■ Your objective
Find every line below that contains the word "blue" and copy it out.

■ Given entries
━━━
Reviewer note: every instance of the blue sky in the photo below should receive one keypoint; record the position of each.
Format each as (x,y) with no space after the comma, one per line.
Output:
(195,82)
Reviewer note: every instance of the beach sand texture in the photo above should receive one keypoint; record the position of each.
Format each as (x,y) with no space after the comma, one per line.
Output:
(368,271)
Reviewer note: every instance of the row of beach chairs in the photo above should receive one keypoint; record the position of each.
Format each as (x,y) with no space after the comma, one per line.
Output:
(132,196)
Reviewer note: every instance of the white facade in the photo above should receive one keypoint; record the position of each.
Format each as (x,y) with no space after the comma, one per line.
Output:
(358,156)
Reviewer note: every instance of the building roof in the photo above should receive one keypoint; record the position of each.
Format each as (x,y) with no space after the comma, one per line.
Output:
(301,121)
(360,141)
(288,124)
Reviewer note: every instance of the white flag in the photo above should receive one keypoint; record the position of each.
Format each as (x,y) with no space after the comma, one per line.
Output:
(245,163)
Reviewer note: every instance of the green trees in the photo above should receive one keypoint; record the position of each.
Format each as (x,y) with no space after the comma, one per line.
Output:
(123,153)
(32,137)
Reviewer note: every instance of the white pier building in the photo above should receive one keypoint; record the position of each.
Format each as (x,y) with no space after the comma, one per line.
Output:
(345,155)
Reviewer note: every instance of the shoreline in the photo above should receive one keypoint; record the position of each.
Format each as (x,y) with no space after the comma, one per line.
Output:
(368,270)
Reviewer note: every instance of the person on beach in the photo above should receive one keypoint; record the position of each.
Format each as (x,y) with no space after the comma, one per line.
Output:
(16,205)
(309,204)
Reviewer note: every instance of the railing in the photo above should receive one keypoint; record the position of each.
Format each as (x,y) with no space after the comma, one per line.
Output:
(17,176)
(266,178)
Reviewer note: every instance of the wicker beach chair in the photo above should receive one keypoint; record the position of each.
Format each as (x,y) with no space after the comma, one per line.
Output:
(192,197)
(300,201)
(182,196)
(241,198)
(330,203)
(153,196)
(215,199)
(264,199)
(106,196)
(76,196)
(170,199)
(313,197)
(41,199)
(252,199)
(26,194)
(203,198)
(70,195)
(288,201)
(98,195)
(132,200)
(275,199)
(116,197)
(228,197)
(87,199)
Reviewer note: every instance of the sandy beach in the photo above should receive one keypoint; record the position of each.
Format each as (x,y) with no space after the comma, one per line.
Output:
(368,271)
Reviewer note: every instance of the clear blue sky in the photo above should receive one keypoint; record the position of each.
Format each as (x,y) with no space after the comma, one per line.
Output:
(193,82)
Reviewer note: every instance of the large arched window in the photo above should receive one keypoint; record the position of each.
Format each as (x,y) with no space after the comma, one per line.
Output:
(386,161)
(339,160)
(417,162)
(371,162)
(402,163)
━━━
■ Solution to this task
Reviewer note: every instance of the blue sky in the photo below should receive one keypoint; record the position of each.
Reviewer note: every instance of the clear blue sky in the photo above should receive one keypoint; record the position of each.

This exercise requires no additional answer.